start Record list

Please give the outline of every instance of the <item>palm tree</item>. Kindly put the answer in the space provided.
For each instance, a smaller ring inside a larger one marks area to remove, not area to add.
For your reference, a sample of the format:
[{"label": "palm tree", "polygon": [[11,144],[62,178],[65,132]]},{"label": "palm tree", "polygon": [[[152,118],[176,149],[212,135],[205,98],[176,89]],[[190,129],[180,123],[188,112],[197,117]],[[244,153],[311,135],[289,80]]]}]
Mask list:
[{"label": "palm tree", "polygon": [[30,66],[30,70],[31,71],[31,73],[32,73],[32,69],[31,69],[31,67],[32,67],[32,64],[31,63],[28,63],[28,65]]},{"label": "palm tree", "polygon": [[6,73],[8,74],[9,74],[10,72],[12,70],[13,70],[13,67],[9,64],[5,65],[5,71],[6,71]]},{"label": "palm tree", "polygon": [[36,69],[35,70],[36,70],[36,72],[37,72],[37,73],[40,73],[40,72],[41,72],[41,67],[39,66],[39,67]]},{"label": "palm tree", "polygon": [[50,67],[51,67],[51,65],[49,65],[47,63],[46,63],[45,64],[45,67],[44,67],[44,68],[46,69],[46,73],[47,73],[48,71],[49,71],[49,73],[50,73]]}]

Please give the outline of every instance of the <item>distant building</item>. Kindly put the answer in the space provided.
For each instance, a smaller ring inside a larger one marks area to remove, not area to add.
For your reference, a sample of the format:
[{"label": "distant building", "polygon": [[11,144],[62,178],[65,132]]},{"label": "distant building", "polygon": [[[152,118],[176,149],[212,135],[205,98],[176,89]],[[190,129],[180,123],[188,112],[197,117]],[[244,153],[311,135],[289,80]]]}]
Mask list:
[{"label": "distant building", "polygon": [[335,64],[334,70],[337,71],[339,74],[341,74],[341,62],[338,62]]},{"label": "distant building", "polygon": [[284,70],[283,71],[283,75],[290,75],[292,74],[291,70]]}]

end Record list

Pull out every line of the data above that contains the string "distant", and copy each of those lines in full.

Please give the outline of every instance of the <item>distant building</item>. Kindly put the answer in the space provided.
[{"label": "distant building", "polygon": [[11,144],[62,178],[65,132]]},{"label": "distant building", "polygon": [[[152,118],[176,149],[212,135],[205,98],[176,89]],[[190,129],[180,123],[188,112],[197,117]],[[244,153],[311,135],[289,80]]]}]
[{"label": "distant building", "polygon": [[335,64],[334,70],[337,71],[339,74],[341,74],[341,62],[338,62]]},{"label": "distant building", "polygon": [[284,70],[283,71],[283,75],[290,75],[292,74],[291,70]]}]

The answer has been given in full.